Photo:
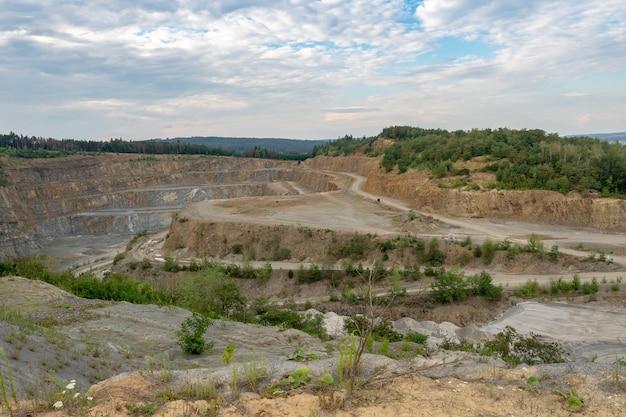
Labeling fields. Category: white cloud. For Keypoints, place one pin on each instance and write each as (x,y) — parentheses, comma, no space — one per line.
(275,68)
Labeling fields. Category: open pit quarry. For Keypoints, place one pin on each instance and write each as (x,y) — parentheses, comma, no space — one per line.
(78,208)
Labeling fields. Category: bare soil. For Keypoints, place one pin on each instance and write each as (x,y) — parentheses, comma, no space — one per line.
(92,341)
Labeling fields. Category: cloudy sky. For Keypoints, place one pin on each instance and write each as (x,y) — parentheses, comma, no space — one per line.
(309,69)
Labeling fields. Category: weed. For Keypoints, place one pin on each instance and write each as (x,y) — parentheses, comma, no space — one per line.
(532,384)
(191,334)
(295,379)
(253,371)
(299,355)
(135,410)
(573,402)
(229,354)
(5,401)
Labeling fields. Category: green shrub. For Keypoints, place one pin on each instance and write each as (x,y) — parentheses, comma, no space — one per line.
(449,286)
(171,264)
(417,337)
(191,334)
(481,284)
(514,348)
(281,254)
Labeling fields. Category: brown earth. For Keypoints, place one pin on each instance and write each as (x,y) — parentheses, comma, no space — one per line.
(460,388)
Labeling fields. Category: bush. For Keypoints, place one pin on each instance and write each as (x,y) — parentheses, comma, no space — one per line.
(191,334)
(171,265)
(417,337)
(281,254)
(489,250)
(481,284)
(514,348)
(449,286)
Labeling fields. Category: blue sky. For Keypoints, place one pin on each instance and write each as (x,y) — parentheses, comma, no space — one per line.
(309,69)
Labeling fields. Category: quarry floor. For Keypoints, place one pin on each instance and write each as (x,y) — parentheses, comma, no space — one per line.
(595,332)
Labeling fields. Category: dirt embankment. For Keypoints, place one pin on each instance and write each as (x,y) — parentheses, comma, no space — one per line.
(534,206)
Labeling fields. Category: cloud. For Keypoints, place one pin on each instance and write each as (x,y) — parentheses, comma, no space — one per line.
(275,68)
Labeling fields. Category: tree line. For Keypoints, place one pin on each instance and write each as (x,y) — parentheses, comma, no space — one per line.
(23,146)
(521,159)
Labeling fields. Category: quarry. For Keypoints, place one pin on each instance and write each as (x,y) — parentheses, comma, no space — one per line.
(83,210)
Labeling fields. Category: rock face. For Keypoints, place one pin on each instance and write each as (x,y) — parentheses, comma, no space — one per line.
(534,206)
(125,194)
(46,199)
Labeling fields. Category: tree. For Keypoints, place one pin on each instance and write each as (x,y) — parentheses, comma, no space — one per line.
(449,286)
(191,334)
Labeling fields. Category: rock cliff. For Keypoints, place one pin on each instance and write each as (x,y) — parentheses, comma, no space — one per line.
(95,195)
(534,206)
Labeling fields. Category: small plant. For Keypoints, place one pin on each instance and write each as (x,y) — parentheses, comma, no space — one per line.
(191,334)
(573,402)
(229,354)
(135,410)
(295,379)
(253,371)
(70,400)
(3,391)
(299,355)
(532,384)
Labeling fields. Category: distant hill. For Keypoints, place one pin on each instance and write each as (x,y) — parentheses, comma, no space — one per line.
(243,144)
(610,137)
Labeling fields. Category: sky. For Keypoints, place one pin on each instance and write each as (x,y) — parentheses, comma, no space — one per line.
(309,69)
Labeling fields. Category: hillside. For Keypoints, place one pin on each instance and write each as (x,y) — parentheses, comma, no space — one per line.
(241,145)
(328,210)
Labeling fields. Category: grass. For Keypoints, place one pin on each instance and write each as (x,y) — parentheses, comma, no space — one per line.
(3,385)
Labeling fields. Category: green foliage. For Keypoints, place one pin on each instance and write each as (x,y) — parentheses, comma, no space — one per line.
(190,337)
(3,385)
(515,348)
(281,254)
(359,325)
(523,159)
(143,409)
(272,315)
(573,402)
(38,147)
(210,292)
(228,354)
(171,264)
(532,384)
(512,348)
(312,274)
(299,355)
(534,245)
(449,286)
(417,337)
(481,284)
(489,250)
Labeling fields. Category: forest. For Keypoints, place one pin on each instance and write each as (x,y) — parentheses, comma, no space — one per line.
(22,146)
(521,159)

▸ **ASSIGNMENT**
Return every record exactly, minus the pictures.

▸ **ANSWER**
Photo:
Labeling fields. Category: white cloud. For Keypoints, place one pin on each instance and write each as (x,y) — parentheses, comma, no space — one per line.
(275,68)
Labeling fields. Category: open pit quarry. For Keypoints, place one pin on each instance and write each as (x,y) — parentheses, comma, no space — one per line.
(78,208)
Labeling fields. Category: bare soil. For Keypoints, place one pin on each instance and write each as (x,y) — parentheses, comma, no space — one per line.
(92,341)
Labeling fields. Category: cloudy sky. For Keypoints, place one pin on each instance and write each as (x,y) — parentheses, comma, no space — one per line.
(309,69)
Labeling fields. Category: weed. For Keypoints, place one pin on each instance and write each as (x,y) — parentheses, comma, no space — one per line.
(532,384)
(191,334)
(295,379)
(253,371)
(299,355)
(135,410)
(573,402)
(229,354)
(5,401)
Labeling fields. Category: green shrub. For Keypoints, place one pin on each instance and write each as (x,y) — parentheses, comma, no space — one per line.
(449,286)
(171,264)
(417,337)
(191,334)
(481,284)
(514,348)
(281,254)
Labeling fields. Category: brown earth. For Keypoints, place one pin on each instance and write each as (x,y) — parentheses, comma, no space — one per line.
(460,388)
Labeling fields. Category: bush. For Keypoints, place one pin on each instance and write each as (x,y) — parentheses, comma, no space — one per line.
(191,334)
(171,265)
(417,337)
(281,254)
(489,250)
(481,284)
(514,348)
(449,286)
Labeling fields. Category: blue sky. For Keypoints, place one pin on each instance and write each as (x,y) — parentheses, comma, no space — one per line.
(309,69)
Labeling fields. Category: quarry floor. For Keypoints, place one pin on each instance and write each as (x,y) — parentheses, comma, no space — one per line.
(595,332)
Labeling fields. Category: dirt embankment. For Keypoints, place one pin on each instance and write each as (x,y) — parentheses, comma, no space — one per line.
(534,206)
Labeling fields. Category: cloud. For Keypoints, place one pin on each instance and write each as (x,y) — parentheses, comma, no space — one per line.
(275,68)
Labeling fields. Category: tree line. For Keypoints, place one pin on each instance and write each as (x,y) — parentheses, comma, no space — one per line.
(23,146)
(521,159)
Labeling fields. Category: quarry. For Keypoints, place one pin on each instance and write each as (x,y) — parentheses, comma, no space — one per line.
(83,210)
Labeling fields. Category: rock face. For Keypoints, place one pin on each instance and write each as (x,y) — parentheses, comma, no space — one per line.
(534,206)
(125,194)
(46,199)
Labeling fields. Category: tree. For Keypoints, place one pin on each instance and write each as (x,y) — parentheses, comma, no space — one per line.
(449,286)
(191,334)
Labeling fields. Category: rock cliff. For Keypoints, place one pin on each instance and write each as (x,y) — parentheses, comma, no space — one per line.
(95,195)
(534,206)
Labeling fields. Category: small plant. For Keypoints, place one pin on each instance and write each as (x,y) — parentheses, comma, no space — one per line.
(191,334)
(573,402)
(229,354)
(135,410)
(295,379)
(253,371)
(70,400)
(3,391)
(299,355)
(532,384)
Labeling fields. Category: distant hill. For Keypoints, place one pin on each instance and write each as (x,y) — parentheses, comma, no space — one per line.
(243,144)
(610,137)
Labeling fields. Category: sky. For Keypoints, place one pin on each instance and write each as (x,y) — parentheses, comma, no space — one per line.
(309,69)
Labeling fields. Category: hillside. For Keypoints, place one pin on each instance and write each as (x,y) — parentheses, comma, no space — one per line.
(241,145)
(328,210)
Labeling fields. Category: grass. For Keypoints, place one pin on each instance and write each as (x,y) — parentheses, comma, no space — one per line.
(3,385)
Labeling fields. Category: green foliage. For Keypoints, place one pin on each instance and write each as (x,y) — parentheses, comma, no space — one per line.
(190,337)
(3,385)
(515,348)
(281,254)
(359,325)
(523,159)
(143,409)
(272,315)
(573,402)
(38,147)
(210,292)
(228,354)
(171,264)
(532,384)
(512,348)
(312,274)
(299,355)
(534,245)
(449,286)
(417,337)
(481,284)
(489,250)
Labeling fields. Category: forest. For Keypoints, place one pin on each instance and write each as (x,y) — parentheses, comma, no space — one per line.
(22,146)
(521,159)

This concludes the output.